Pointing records
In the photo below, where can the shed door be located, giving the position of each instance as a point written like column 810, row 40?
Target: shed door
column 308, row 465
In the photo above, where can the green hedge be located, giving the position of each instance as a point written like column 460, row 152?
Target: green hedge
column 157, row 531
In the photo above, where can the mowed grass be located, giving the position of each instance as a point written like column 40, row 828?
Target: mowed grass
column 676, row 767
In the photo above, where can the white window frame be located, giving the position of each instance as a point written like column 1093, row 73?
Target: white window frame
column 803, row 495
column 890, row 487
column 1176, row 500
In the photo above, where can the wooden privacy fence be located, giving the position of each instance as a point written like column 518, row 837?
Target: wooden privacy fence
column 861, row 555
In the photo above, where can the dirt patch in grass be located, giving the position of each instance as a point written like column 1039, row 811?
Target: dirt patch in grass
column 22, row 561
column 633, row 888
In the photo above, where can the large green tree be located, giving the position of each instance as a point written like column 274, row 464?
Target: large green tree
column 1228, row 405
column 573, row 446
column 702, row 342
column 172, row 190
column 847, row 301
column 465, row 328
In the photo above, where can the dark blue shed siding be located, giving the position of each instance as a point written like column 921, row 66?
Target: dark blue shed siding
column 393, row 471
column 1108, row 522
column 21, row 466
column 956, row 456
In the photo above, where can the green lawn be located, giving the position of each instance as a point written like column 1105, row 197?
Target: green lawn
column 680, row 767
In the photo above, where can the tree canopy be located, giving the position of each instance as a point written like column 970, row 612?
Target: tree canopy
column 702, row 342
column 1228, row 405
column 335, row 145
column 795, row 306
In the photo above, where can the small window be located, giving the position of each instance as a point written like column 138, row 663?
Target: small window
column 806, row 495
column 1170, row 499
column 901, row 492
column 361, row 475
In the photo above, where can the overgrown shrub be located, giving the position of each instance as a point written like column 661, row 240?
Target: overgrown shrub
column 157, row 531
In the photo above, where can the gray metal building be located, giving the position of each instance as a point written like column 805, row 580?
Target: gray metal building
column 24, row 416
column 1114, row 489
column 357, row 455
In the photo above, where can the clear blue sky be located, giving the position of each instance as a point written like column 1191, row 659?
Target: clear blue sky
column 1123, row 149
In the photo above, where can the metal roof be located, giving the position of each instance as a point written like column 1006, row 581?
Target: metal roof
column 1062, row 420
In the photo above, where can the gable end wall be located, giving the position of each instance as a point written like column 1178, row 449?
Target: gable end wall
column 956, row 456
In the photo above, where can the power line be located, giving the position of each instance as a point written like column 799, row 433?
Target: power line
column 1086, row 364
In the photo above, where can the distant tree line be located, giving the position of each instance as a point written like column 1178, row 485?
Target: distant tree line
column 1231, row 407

§ **GOAL**
Reproduce the whole listing, substituting "giving the location of every instance" for every occurrence of "giving the position of each instance" and leaving everything else unchanged.

§ **EXPECTED OUTPUT**
In the photo below, where can the shed door be located, giving the location of every instance as a point written like column 810, row 40?
Target: shed door
column 308, row 465
In the photo above, where can the green hedge be located, giving the location of every instance as a point written like column 460, row 152?
Target: green hedge
column 157, row 531
In the photo above, where can the mowed grass be located, giving the location of every instance as a point written like column 40, row 828?
Target: mowed grass
column 676, row 767
In the photo above, where can the white window frame be located, giving the location of every instance as a point written like column 1093, row 73?
Target: white window frame
column 803, row 495
column 890, row 487
column 1176, row 500
In the photo above, where can the wooden privacy fence be located, giving the location of every instance as a point written like column 518, row 837?
Target: wooden privacy fence
column 861, row 555
In the photo above, where can the dirt patch in grass be located, giving the location of every instance as a point written like column 1039, row 811?
Target: dirt patch in grass
column 22, row 561
column 633, row 888
In the photo above, where can the large green tree be located, giving the location of every instance as a point written like column 274, row 464?
Target: large green tree
column 1228, row 405
column 573, row 446
column 702, row 342
column 172, row 190
column 847, row 301
column 465, row 328
In the photo above, where can the dark blue shed siding be located, giving the location of every instance as a point written like column 921, row 66?
Target: dark blue shed siding
column 393, row 471
column 1108, row 522
column 21, row 466
column 956, row 456
In the photo above, where can the green lawn be located, giving the location of every instance as a point written like column 1105, row 197?
Target: green lawn
column 680, row 767
In the photo above, where can the tree canopy be located, giving the location of every instance as a point written like column 970, row 612?
Target: tree canopy
column 702, row 342
column 1228, row 405
column 335, row 145
column 795, row 306
In the photo above, where can the small window be located, giving the location of every instance as a point written like column 138, row 663?
Target: small window
column 806, row 495
column 1170, row 499
column 901, row 492
column 361, row 475
In the photo above, where can the overgrown shrub be located, giving the location of every instance as a point written like column 661, row 240?
Target: overgrown shrub
column 157, row 531
In the photo above, where can the gray metal building be located, giving the location of every instance as a point written like column 805, row 580?
Target: gray metal building
column 24, row 416
column 1114, row 489
column 357, row 455
In the photo above, where can the clear blue sky be located, giving the location of every instance as a point written like column 1191, row 659?
Target: clear blue sky
column 1123, row 149
In the photo above, where can the metal roof be located, giving the location of every instance as a point written like column 1006, row 581?
Target: metal roof
column 1062, row 420
In the photo above, where can the gable end wall be located, giving the location of every instance as a point written like column 1178, row 449?
Target: gable end wall
column 956, row 456
In the photo above, where can the power line be located, giving the location of every instance as a point written like column 799, row 433?
Target: power line
column 1086, row 364
In the photo above, where can the distant tree line be located, giving the location of every instance as a point written like column 1178, row 485?
Target: distant tree line
column 1231, row 407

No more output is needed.